Soerjono Soekanto mengemukakan pendapat H.C Kelman bahwa masalah kepatuhan hukum yang merupakan suatu derajat secara kualitatif dapat dibedakan dalam tiga proses, sebagai berikut:[5]
1.    Compliance, diartikan sebagai suatu kepatuhan yang didasarkan pada harapan akan suatu imbalan dan usaha untuk menghindarkan diri dari hukuman yang mungkin dijatuhkan. Kepatuhan ini bukan didasarkan pada suatu keyakinan pada tujuan kaidah hukum yang bersangkutan, dan lebih didasarkan pada pengendalian dari pemegang kekuasaan. Sebagai akibatnya maka kepatuhan akan ada apabila ada pengawasan yang ketat terhadap pelaksanaan kaidah-kaidah hukum tersebut.

**YANG AKAN DIKERJAKAN**
**a.** Terjemahkan kalimat "Sebagai akibatnya maka kepatuhan akan ada apabila ada pengawasan yang ketat terhadap pelaksanaan kaidah-kaidah hukum tersebut." dari teks tentang kepatuhan hukum ke dalam bahasa Inggris.
**b.** Tuliskan lanjutan teks tentang kepatuhan hukum di atas, mulai setelah kalimat terakhirnya.

**DAFTAR ENTRI**

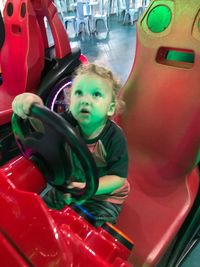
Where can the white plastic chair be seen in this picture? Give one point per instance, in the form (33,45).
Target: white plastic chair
(102,14)
(81,18)
(70,19)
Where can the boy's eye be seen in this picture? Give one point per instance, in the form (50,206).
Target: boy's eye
(78,92)
(97,94)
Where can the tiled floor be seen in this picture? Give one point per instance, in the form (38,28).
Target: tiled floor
(115,49)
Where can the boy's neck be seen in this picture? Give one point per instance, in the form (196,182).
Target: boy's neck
(91,132)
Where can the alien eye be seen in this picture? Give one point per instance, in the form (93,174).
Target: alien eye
(78,92)
(159,18)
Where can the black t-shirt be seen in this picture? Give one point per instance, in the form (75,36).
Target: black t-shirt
(110,153)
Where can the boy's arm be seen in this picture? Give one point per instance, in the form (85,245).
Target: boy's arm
(21,106)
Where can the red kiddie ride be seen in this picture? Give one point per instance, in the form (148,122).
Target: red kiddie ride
(30,64)
(30,233)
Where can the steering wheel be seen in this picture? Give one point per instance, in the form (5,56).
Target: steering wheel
(49,149)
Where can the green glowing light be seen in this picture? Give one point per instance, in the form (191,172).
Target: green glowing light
(159,18)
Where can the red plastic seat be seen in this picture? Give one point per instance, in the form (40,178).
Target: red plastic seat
(22,54)
(161,122)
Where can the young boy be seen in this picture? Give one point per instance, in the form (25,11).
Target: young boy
(93,101)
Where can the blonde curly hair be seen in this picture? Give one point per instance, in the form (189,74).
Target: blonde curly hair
(106,74)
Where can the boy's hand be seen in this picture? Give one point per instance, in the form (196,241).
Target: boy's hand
(22,103)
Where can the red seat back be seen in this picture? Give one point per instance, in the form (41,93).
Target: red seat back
(161,122)
(47,8)
(22,54)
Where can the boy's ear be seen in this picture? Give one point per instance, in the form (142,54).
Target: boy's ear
(111,110)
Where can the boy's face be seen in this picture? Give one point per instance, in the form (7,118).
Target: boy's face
(91,100)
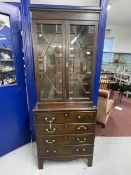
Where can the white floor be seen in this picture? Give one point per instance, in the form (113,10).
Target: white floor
(112,156)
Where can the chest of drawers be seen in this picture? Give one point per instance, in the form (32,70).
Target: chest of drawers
(64,133)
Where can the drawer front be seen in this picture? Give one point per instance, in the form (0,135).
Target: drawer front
(62,117)
(61,129)
(64,150)
(65,140)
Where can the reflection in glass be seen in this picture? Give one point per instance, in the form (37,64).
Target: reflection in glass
(49,53)
(80,61)
(7,69)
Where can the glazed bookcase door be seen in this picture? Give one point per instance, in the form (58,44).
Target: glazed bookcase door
(81,59)
(64,59)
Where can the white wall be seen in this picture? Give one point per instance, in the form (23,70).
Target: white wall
(122,35)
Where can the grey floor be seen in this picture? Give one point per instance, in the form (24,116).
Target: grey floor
(112,156)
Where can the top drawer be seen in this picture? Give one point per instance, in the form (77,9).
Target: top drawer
(62,117)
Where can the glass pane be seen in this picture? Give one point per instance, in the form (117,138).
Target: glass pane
(7,69)
(65,2)
(49,49)
(80,61)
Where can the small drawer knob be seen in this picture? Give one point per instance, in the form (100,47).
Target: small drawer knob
(66,115)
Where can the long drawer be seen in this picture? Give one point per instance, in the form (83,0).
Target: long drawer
(62,117)
(61,129)
(65,140)
(64,150)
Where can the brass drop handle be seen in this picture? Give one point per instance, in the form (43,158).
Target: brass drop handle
(81,141)
(50,131)
(50,142)
(82,127)
(46,119)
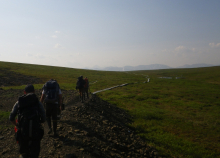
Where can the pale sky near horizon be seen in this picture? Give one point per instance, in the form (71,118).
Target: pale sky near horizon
(86,33)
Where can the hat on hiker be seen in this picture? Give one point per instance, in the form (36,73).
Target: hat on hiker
(29,88)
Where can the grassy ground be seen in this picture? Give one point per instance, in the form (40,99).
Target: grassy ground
(180,117)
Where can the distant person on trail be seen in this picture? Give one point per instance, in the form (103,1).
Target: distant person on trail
(80,85)
(29,130)
(52,97)
(86,87)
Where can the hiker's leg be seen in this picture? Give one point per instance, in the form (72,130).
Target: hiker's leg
(23,148)
(54,117)
(35,149)
(86,91)
(80,94)
(83,92)
(48,117)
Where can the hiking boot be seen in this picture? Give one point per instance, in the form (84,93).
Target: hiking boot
(55,134)
(50,131)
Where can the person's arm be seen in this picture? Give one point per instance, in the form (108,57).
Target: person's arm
(42,113)
(42,98)
(60,101)
(13,114)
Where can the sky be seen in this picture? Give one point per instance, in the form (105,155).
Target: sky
(89,33)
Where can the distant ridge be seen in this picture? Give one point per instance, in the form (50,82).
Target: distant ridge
(195,65)
(147,67)
(132,68)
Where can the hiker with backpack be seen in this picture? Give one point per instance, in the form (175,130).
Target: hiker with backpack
(80,85)
(28,124)
(52,97)
(86,87)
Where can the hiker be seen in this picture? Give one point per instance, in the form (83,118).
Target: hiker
(52,97)
(80,85)
(28,125)
(86,87)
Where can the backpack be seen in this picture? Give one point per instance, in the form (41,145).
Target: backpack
(29,127)
(80,83)
(51,89)
(86,83)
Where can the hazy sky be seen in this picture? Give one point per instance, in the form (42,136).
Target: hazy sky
(86,33)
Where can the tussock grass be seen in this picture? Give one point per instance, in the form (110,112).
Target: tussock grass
(180,117)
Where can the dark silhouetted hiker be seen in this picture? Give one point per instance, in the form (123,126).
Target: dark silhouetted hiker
(80,85)
(86,87)
(28,125)
(52,97)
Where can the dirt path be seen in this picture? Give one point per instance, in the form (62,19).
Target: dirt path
(91,129)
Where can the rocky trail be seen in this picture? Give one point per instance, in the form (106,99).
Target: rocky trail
(93,129)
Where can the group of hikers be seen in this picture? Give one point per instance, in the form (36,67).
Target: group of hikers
(32,112)
(83,86)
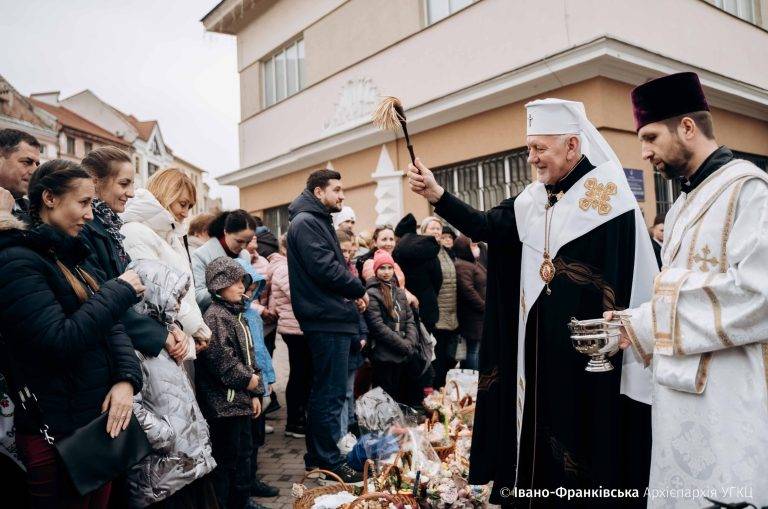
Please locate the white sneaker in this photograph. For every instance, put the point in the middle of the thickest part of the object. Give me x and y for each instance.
(346, 443)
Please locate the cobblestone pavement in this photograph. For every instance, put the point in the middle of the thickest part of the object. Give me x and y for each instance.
(281, 459)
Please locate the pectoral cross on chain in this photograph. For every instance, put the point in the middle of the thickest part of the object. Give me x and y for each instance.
(705, 260)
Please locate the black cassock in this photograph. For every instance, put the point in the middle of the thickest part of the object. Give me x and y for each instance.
(578, 431)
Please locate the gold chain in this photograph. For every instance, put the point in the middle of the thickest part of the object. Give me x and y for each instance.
(547, 269)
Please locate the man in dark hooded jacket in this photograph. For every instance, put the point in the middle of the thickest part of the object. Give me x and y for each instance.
(326, 299)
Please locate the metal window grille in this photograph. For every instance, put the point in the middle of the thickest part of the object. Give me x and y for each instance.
(486, 181)
(276, 219)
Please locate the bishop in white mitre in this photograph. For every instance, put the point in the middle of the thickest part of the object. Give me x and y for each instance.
(704, 331)
(573, 244)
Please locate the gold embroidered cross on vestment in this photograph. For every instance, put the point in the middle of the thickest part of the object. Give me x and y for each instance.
(705, 260)
(597, 196)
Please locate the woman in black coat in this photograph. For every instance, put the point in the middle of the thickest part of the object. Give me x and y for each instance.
(471, 279)
(113, 174)
(417, 257)
(61, 331)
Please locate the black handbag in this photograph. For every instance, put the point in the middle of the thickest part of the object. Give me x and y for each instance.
(93, 458)
(90, 455)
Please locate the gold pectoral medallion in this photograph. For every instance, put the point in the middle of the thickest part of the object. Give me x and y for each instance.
(547, 271)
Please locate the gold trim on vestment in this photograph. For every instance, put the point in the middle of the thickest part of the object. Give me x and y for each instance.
(717, 310)
(635, 342)
(701, 375)
(765, 363)
(703, 209)
(598, 196)
(583, 274)
(486, 380)
(692, 249)
(671, 291)
(729, 225)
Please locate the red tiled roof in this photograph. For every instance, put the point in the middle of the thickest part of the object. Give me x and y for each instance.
(70, 119)
(144, 128)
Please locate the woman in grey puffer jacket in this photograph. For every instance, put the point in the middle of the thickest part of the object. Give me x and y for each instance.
(174, 474)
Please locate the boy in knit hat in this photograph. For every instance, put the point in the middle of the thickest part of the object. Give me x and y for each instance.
(392, 332)
(229, 384)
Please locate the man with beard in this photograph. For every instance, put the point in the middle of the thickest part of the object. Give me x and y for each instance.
(19, 158)
(705, 328)
(326, 298)
(572, 244)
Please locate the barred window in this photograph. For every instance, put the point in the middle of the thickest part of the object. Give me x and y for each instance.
(276, 219)
(486, 181)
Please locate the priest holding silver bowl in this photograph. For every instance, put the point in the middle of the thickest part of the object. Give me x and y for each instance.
(571, 244)
(597, 338)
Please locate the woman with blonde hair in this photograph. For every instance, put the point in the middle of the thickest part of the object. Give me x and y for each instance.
(154, 229)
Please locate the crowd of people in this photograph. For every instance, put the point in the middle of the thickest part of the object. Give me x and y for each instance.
(200, 387)
(117, 308)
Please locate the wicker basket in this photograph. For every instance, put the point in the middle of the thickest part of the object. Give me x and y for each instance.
(372, 496)
(307, 500)
(395, 498)
(443, 451)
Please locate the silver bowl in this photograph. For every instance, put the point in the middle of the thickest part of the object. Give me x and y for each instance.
(590, 337)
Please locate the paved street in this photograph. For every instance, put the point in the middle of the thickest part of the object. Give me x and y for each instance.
(281, 460)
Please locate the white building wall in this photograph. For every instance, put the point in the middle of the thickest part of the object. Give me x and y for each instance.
(493, 37)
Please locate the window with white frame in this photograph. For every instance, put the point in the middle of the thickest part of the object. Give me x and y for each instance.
(744, 9)
(439, 9)
(486, 181)
(276, 219)
(284, 73)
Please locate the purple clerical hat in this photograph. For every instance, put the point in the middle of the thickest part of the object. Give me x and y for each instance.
(667, 97)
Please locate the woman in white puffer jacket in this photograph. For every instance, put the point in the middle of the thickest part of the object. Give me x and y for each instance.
(176, 472)
(154, 229)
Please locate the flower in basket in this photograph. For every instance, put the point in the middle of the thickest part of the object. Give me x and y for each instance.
(298, 490)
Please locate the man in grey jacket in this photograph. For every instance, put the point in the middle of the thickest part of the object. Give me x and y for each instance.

**JAWABAN TUGAS**
**a.** As a result, compliance will exist when there is strict supervision over the implementation of those legal rules.

**b.**
2.    Identification, terjadi apabila kepatuhan terhadap hukum ada bukan karena intrinsiknya, akan tetapi agar keanggotaan kelompok tetap terjaga serta ada hubungan baik dengan mereka yang diberi wewenang untuk menerapkan kaidah-kaidah hukum tersebut. Daya tarik untuk patuh adalah keuntungan yang diperoleh dari hubungan-hubungan interaksi tadi. Walaupun sesorang tidak menyukai penegak hukum akan tetapi proses identifikasi terhadapnya berjalan terus dan mulai berkembang perasaan-perasaan positif terhadapnya. Hal ini disebabkan, oleh karena orang yang bersangkutan berusaha untuk mengatasi perasaan-perasaan khawatirnya terhadap kekecewaan tertentu, dengan jalan menguasai objek frustasi tersebut dengan mengadakan identifikasi.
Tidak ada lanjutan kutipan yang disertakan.